• Document extract

*****

Practically, that changes little about the blog; it has always been a way for me to test out ideas and present them to whomever is willing and able to sift through them. In addition, though, I plan on a greater amount of engagement (the eternal plan...) as well as using the blog in companion to what I am reading, both for school and for pleasure, allowing me to remember what arguments others are making and how they fit into my angle of attack on the world, something I am terrible at (names), while also giving me the impetus to track through reading outside of my school's curriculum.

Also, as I feel I have a pretty good working sense of a personal philosophy but few opportunities to drag it out into the light of day where it can be challenged, and the blog serves this purpose as well. Not only can this philosophy be found in the accidental, what I happen to be reading or seeing online, but it is open to reinterpretation based on this, and based on the comments and participation of you. In my perfect world everybody is so willing to throw themselves on the table, recognizing just how permeable that thin layer of pretense is that separates our outside and inside world, but as this is not the case, engage me freely as you will, knowing that what you put in in intensity I give back; it is not a demand so much as an invitation to the constant questioning that is this Kaizen/Smriti, that is so integral to the post-modern meaning-making, and so vital a weapon against complacency, one of my pet sins.

With this in mind I hope as well to write at least an entry every day, though this is not a hard and fast rule, and the effort it takes to write some of my more involved entries obviously will prevent this from happening. The idea, though, being that having this in mind constantly, starting the day by starting an entry and finishing it by finishing one will help me keep this whole shebang in mind, Smriti.

Tuesday, January 5, 2010

Kaizen/Smriti, a resolution, of sorts. Part One

Kaizen/Smriti:

I have decided upon a slightly new direction/function for this blog in the new year, and that direction/function is best seen through the concepts of Kaizen (Japanese through English) and Smriti (Buddhist.) I am using the blog as a sort of record of my year (also guided by these concepts) and as a ground for writing.

*****

• Given data

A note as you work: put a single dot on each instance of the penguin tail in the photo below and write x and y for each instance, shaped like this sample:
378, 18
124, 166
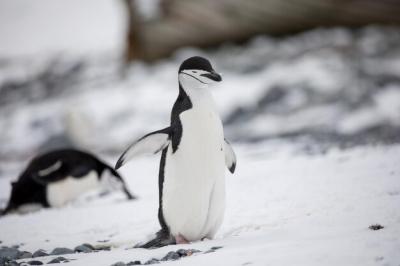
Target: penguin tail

*****

• Request
Can you reproduce, word for word, the passage of the Kaizen/Smriti blog post starting with "With this in" and going on through "ground for writing."?

• Response to the task
With this in mind I hope as well to write at least an entry every day, though this is not a hard and fast rule, and the effort it takes to write some of my more involved entries obviously will prevent this from happening. The idea, though, being that having this in mind constantly, starting the day by starting an entry and finishing it by finishing one will help me keep this whole shebang in mind, Smriti.

Tuesday, January 5, 2010

Kaizen/Smriti, a resolution, of sorts. Part One

Kaizen/Smriti:

I have decided upon a slightly new direction/function for this blog in the new year, and that direction/function is best seen through the concepts of Kaizen (Japanese through English) and Smriti (Buddhist.) I am using the blog as a sort of record of my year (also guided by these concepts) and as a ground for writing.